PROBLEM REQUIREMENTS |
Please return every line of the records below that holds the word "turquoise".
START MATERIAL FOR THIS TASK
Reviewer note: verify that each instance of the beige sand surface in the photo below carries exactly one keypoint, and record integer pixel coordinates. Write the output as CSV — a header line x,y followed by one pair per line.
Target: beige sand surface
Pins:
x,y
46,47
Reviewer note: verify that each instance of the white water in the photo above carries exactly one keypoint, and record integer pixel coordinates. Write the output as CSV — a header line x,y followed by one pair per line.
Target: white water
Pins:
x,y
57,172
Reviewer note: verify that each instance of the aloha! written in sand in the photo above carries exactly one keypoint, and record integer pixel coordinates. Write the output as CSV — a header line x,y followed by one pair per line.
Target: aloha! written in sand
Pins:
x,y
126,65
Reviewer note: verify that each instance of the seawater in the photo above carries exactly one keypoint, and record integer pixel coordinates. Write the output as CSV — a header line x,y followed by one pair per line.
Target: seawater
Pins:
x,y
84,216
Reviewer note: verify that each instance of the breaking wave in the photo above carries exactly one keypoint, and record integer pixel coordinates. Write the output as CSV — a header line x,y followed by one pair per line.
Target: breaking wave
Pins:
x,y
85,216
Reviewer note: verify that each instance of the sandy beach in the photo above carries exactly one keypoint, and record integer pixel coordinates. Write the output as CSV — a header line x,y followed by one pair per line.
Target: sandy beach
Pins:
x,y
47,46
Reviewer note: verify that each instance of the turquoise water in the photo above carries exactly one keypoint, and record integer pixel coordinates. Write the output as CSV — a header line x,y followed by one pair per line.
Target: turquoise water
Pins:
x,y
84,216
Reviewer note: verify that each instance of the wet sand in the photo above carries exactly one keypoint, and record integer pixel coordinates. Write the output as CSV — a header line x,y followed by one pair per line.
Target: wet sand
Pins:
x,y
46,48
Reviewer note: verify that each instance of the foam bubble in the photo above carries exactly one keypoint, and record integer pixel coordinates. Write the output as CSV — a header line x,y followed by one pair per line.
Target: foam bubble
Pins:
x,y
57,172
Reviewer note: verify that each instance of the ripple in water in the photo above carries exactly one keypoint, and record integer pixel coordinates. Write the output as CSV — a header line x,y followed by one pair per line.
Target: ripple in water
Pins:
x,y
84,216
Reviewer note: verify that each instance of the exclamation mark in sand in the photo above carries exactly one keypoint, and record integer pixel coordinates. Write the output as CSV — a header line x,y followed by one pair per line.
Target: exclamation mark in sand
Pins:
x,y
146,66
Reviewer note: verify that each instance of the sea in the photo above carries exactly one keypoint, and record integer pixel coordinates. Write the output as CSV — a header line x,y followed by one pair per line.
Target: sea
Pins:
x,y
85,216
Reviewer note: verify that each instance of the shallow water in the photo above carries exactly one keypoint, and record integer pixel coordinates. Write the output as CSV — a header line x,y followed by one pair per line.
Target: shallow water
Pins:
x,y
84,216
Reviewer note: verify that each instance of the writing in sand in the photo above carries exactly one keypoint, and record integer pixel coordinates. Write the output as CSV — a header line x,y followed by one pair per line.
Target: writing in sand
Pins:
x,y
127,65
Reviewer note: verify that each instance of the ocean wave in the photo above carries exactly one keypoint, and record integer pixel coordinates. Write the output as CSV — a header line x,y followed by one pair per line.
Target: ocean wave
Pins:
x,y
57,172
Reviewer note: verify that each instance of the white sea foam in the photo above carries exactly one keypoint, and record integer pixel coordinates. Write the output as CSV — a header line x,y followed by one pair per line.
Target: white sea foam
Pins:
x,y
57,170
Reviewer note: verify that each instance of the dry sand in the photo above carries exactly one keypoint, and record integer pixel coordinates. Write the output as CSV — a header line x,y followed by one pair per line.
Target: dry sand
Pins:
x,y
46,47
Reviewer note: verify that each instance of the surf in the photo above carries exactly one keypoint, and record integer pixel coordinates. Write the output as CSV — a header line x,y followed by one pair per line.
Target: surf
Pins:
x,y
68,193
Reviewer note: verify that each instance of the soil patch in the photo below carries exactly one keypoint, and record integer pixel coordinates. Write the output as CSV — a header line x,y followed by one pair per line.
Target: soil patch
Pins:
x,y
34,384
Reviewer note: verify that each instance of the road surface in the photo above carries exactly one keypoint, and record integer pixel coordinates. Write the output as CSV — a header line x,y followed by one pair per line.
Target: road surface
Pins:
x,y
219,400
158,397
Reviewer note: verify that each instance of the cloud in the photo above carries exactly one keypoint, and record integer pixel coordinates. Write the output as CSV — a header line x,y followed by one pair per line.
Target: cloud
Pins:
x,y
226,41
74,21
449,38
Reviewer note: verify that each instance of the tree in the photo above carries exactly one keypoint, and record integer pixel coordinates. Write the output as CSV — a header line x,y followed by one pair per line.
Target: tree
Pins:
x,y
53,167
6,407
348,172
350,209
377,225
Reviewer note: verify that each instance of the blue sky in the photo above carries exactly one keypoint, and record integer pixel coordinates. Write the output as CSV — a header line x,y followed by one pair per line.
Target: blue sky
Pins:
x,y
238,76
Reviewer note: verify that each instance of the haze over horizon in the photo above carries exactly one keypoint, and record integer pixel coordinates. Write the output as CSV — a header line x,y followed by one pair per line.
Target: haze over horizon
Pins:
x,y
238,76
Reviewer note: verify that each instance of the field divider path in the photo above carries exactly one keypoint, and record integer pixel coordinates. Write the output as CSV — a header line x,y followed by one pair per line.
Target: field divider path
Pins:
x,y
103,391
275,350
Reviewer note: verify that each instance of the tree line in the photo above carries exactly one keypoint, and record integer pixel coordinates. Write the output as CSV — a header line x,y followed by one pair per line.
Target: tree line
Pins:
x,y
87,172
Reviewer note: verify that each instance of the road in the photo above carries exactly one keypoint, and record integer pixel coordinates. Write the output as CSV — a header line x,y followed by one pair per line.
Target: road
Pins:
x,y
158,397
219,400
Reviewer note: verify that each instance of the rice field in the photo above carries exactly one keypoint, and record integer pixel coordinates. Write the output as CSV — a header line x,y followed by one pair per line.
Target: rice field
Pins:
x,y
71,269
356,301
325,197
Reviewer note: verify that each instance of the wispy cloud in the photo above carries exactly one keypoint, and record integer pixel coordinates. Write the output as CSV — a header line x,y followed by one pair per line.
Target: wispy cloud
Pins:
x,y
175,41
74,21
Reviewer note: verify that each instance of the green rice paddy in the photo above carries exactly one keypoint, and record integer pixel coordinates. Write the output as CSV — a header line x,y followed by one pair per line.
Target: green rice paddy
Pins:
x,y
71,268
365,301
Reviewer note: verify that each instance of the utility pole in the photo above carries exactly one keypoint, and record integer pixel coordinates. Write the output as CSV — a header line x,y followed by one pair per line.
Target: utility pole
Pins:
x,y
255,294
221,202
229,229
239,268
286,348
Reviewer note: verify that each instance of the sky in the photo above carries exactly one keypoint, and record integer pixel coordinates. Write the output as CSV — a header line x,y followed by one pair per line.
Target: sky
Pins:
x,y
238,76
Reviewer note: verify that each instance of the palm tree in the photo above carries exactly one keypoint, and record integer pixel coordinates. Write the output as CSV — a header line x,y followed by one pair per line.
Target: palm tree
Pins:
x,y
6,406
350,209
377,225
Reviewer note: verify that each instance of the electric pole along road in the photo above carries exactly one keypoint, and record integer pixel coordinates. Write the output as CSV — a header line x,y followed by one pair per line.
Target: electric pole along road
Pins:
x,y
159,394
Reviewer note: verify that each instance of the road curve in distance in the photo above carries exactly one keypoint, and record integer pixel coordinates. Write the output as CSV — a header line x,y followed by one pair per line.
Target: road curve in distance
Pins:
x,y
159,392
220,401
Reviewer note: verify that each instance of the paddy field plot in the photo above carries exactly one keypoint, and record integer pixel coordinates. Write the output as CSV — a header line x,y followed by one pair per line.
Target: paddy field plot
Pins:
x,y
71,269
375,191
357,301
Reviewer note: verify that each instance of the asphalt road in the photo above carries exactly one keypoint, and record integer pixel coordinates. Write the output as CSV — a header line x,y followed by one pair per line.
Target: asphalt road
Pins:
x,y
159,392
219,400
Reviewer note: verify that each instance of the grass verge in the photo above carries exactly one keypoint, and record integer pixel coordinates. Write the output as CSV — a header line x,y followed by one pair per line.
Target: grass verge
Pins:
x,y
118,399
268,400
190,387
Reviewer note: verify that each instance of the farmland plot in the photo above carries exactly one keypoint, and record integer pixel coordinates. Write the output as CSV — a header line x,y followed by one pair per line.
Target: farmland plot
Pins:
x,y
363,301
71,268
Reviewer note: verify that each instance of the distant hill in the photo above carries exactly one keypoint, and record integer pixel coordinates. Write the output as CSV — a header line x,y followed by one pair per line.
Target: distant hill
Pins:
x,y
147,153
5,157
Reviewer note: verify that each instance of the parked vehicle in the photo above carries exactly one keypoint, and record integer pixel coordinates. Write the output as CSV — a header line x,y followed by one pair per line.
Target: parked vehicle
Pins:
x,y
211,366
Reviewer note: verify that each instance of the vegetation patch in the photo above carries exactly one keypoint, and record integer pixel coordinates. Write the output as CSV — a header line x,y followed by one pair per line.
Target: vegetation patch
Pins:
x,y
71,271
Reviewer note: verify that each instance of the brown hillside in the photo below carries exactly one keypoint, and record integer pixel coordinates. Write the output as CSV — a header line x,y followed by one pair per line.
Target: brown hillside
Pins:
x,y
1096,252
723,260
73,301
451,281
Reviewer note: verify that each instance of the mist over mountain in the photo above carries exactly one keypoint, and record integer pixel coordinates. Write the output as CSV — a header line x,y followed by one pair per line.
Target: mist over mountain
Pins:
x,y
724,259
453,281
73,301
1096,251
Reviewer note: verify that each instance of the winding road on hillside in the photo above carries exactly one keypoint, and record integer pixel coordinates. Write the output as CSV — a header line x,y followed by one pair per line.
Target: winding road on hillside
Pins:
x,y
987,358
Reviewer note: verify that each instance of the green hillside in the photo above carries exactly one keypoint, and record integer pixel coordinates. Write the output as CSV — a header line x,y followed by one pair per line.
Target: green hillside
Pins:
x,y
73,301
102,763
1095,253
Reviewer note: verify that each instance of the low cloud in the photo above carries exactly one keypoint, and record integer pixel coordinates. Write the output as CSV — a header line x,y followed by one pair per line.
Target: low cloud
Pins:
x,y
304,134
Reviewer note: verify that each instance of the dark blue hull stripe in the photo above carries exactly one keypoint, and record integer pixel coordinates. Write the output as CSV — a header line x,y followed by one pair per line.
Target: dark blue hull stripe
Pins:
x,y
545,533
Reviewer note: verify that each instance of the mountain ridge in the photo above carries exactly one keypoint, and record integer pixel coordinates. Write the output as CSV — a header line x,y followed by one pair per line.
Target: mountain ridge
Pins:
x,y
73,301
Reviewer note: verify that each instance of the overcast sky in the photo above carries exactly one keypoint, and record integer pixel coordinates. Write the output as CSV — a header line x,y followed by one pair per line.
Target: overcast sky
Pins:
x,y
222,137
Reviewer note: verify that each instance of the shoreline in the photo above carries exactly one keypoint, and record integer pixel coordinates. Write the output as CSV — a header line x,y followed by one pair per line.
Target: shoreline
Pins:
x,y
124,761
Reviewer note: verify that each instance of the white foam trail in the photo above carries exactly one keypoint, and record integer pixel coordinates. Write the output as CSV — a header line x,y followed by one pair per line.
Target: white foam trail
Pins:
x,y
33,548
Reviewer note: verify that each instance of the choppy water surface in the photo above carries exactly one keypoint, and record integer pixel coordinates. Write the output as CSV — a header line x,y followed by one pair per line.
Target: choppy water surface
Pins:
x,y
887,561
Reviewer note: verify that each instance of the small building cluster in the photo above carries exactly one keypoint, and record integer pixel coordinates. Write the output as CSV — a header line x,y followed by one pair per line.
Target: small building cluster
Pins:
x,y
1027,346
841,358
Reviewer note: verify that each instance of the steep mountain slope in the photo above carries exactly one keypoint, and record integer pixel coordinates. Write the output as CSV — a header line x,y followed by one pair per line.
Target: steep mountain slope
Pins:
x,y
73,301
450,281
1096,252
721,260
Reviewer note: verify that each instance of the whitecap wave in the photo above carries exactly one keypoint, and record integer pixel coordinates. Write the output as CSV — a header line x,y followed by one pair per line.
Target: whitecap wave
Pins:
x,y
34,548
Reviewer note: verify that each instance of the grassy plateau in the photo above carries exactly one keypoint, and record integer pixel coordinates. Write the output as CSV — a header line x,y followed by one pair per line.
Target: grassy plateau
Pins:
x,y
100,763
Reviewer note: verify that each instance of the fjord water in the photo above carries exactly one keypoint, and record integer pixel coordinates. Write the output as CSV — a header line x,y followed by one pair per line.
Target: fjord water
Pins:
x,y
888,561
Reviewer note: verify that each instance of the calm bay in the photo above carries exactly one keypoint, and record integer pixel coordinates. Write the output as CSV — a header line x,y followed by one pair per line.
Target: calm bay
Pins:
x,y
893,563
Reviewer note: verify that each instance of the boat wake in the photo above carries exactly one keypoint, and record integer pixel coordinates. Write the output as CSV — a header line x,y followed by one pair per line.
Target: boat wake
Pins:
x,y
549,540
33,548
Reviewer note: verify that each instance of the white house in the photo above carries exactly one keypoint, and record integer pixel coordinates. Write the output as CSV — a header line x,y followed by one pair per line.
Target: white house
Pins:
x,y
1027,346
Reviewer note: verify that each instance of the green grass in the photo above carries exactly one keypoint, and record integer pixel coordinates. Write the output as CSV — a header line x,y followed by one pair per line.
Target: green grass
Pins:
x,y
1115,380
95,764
END MATERIAL FOR THIS TASK
TASK SOLUTION |
Reviewer note: verify that each instance of the turquoise water in the photo above carries exactly one keypoint, and record integer pixel coordinates. Write the output as CSV — a header line x,y followed by one pair per line.
Target: turquoise water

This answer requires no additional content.